What you are asked to do: Rewrite the records from their beginning through the line containing "point(100, 123)", inclusive, replacing "place one marker" with "put a single marker" and leaving everything else unchanged. Omit the pictures from your answer.

Task data:
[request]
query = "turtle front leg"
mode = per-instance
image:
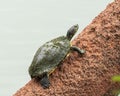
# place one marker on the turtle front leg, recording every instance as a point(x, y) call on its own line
point(75, 48)
point(45, 83)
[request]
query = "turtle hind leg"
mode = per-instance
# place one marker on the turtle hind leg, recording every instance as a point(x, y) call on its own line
point(45, 83)
point(75, 48)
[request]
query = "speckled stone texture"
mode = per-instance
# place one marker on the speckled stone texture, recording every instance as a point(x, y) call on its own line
point(88, 75)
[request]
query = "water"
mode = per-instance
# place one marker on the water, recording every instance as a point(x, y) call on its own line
point(27, 24)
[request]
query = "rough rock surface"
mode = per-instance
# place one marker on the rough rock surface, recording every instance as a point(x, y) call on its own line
point(89, 75)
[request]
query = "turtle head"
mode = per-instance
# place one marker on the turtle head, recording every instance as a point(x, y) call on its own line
point(71, 32)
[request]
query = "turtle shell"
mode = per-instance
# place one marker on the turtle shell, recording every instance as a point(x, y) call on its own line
point(49, 56)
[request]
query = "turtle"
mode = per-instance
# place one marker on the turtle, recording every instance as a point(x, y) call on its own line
point(50, 55)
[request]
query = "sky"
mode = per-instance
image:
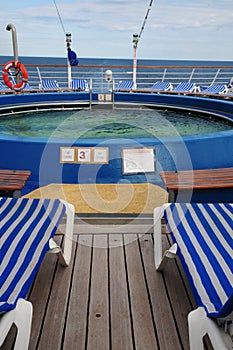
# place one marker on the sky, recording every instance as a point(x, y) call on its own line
point(175, 29)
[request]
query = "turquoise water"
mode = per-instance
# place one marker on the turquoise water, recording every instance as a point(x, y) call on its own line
point(100, 123)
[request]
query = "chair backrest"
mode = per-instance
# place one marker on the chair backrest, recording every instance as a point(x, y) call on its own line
point(3, 87)
point(215, 89)
point(26, 228)
point(79, 84)
point(204, 235)
point(49, 85)
point(125, 85)
point(161, 86)
point(184, 86)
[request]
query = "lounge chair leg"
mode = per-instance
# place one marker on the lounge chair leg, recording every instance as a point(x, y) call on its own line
point(200, 325)
point(21, 316)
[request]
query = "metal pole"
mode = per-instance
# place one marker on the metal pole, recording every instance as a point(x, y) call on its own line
point(68, 43)
point(15, 47)
point(14, 41)
point(135, 44)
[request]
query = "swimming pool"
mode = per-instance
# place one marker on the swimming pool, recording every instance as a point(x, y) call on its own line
point(42, 155)
point(108, 123)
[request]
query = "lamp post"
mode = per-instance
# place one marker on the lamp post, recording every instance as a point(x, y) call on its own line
point(68, 44)
point(11, 27)
point(135, 45)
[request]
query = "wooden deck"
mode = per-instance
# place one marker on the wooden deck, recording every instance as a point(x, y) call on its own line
point(110, 297)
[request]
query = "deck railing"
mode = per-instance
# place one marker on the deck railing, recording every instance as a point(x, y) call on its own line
point(146, 75)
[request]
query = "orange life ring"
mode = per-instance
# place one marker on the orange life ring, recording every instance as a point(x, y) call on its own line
point(20, 69)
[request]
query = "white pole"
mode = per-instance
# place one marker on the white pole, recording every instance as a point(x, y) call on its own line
point(68, 43)
point(135, 44)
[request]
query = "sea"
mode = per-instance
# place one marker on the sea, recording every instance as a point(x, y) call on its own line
point(116, 61)
point(145, 77)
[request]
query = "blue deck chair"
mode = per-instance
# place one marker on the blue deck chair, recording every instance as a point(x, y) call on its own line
point(124, 85)
point(4, 88)
point(185, 86)
point(26, 232)
point(79, 85)
point(162, 86)
point(215, 89)
point(203, 240)
point(49, 85)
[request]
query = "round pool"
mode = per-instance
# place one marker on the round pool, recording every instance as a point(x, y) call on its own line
point(180, 132)
point(108, 123)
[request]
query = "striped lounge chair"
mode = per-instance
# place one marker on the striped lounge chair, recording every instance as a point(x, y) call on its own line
point(162, 86)
point(3, 88)
point(215, 89)
point(27, 229)
point(49, 85)
point(124, 85)
point(186, 86)
point(203, 240)
point(79, 85)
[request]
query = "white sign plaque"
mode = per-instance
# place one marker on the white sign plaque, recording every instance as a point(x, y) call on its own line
point(67, 155)
point(138, 160)
point(100, 155)
point(84, 155)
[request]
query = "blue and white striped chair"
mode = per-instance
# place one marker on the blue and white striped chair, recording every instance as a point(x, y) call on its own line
point(162, 86)
point(27, 229)
point(124, 85)
point(203, 240)
point(215, 89)
point(186, 86)
point(49, 85)
point(79, 85)
point(4, 88)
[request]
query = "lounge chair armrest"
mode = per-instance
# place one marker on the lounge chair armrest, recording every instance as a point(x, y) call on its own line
point(65, 255)
point(158, 253)
point(21, 316)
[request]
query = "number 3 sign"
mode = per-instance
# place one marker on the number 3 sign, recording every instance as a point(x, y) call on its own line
point(84, 155)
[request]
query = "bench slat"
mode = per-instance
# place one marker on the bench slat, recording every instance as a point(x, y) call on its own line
point(198, 179)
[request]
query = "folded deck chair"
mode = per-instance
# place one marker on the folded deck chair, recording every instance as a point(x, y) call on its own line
point(215, 89)
point(124, 85)
point(79, 84)
point(186, 87)
point(203, 240)
point(26, 232)
point(3, 87)
point(162, 86)
point(49, 85)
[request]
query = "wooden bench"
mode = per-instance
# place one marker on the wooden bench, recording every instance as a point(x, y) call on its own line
point(191, 180)
point(12, 182)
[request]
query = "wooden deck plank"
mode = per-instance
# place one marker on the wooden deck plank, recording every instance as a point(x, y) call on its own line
point(40, 294)
point(121, 331)
point(54, 318)
point(159, 299)
point(144, 332)
point(76, 325)
point(109, 298)
point(98, 325)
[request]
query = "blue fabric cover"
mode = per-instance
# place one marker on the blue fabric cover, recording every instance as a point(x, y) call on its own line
point(72, 57)
point(26, 228)
point(125, 85)
point(79, 84)
point(204, 235)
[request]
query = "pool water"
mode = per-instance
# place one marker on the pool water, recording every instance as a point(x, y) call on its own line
point(101, 123)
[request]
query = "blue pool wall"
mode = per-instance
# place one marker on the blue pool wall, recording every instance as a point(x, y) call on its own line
point(42, 156)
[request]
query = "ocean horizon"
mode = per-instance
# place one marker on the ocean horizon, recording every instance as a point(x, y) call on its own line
point(116, 61)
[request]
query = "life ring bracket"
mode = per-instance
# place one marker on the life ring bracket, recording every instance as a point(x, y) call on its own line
point(19, 69)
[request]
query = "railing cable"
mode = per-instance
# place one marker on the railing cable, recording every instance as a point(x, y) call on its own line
point(59, 16)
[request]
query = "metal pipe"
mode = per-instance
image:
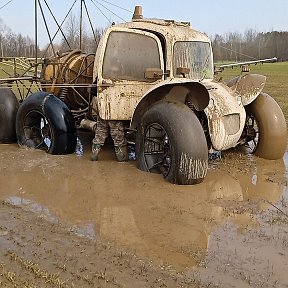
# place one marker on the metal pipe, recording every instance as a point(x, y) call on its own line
point(81, 25)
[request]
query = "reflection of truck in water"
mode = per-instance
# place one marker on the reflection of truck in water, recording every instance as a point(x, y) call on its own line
point(158, 76)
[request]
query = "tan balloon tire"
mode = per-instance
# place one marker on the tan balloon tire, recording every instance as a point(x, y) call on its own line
point(266, 119)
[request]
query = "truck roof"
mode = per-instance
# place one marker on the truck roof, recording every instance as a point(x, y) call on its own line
point(177, 31)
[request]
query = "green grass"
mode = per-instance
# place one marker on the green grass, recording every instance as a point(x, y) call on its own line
point(276, 83)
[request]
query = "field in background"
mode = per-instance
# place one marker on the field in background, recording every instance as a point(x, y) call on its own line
point(276, 83)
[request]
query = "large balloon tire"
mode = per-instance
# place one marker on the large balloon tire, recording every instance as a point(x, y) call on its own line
point(271, 127)
point(43, 121)
point(170, 140)
point(8, 109)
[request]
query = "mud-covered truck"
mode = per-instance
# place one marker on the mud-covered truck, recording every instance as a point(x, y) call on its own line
point(158, 77)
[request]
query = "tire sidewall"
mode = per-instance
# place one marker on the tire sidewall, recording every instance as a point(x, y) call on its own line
point(186, 137)
point(58, 116)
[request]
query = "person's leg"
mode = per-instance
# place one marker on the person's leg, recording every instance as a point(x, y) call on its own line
point(117, 132)
point(101, 133)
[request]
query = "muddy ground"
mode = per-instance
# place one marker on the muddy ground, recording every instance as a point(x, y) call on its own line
point(68, 222)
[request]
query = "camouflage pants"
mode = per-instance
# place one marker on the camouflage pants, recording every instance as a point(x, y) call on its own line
point(116, 129)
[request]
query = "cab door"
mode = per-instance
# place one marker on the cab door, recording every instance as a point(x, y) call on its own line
point(122, 77)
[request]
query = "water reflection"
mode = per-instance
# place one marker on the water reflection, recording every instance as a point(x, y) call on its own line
point(168, 223)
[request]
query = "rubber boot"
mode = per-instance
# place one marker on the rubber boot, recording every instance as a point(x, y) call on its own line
point(96, 148)
point(121, 153)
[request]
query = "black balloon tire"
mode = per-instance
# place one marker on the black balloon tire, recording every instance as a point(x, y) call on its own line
point(59, 119)
point(186, 137)
point(272, 128)
point(8, 109)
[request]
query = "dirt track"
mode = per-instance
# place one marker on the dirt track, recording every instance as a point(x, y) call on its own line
point(69, 222)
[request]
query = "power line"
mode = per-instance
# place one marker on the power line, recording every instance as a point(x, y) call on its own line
point(109, 10)
point(5, 4)
point(101, 12)
point(117, 6)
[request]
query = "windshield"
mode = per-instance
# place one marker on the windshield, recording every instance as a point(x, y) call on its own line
point(196, 56)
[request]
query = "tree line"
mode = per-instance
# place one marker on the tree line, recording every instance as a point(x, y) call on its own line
point(250, 45)
point(233, 46)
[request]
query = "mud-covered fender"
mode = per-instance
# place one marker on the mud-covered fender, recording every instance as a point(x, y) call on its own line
point(249, 86)
point(179, 90)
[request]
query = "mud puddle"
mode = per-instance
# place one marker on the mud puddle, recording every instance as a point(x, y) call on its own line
point(230, 231)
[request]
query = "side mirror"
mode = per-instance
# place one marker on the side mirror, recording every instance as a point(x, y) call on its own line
point(153, 73)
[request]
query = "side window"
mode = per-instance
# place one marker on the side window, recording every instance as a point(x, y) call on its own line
point(128, 55)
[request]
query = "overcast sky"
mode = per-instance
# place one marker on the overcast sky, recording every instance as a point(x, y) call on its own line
point(211, 17)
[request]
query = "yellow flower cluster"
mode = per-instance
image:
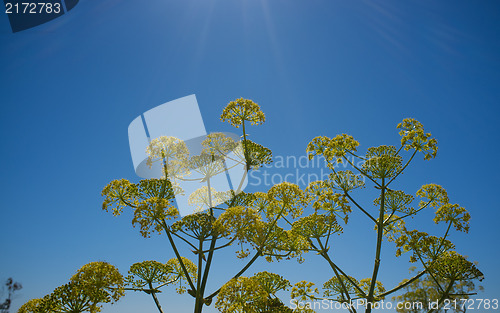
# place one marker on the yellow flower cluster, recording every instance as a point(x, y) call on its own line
point(241, 110)
point(331, 148)
point(413, 136)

Task result:
[request]
query = "turtle front leg"
mode = per-instance
image:
# put a single marker on the turtle front leg, recording every instance as a point(x, y) call on its own line
point(75, 48)
point(45, 83)
[request]
query = "turtle hind leg"
mode = per-instance
# put a single marker on the turtle hind leg, recording every instance as a point(x, y) call on its own line
point(45, 83)
point(75, 48)
[request]
query = "speckled stone texture"
mode = per-instance
# put a single marker on the speckled stone texture, recording every instance as a point(x, y) call on its own line
point(88, 75)
[request]
query = "water"
mode = per-instance
# put a single marker on the water, recording every instance as a point(x, y) call on its own line
point(27, 24)
[request]
query = "rough rock surface"
mode = per-instance
# put a single marker on the rough rock surface, recording every instance as a point(x, y) call on its own line
point(89, 75)
[request]
query = "turtle head"
mode = per-instance
# put a single marker on the turtle head, recording every instance as a point(x, y) call on its own line
point(71, 32)
[request]
query = "turtle shell"
mode = per-instance
# put a single marker on the turtle shell, recording every instance as a point(x, y) call on its own line
point(49, 56)
[request]
query = "turtle"
mode = per-instance
# put a single marker on the turtle, recording every instance as a point(x, y) call on its own line
point(50, 55)
[request]
query = "sky"
mode = per-instance
image:
# put a single marker on the sky, recording every instance as a point(x, y) call on its own line
point(175, 29)
[request]
query = "turquoise water"
mode = per-instance
# put a single marker on the turquoise water, recording every instance as a point(x, y) call on its own line
point(100, 123)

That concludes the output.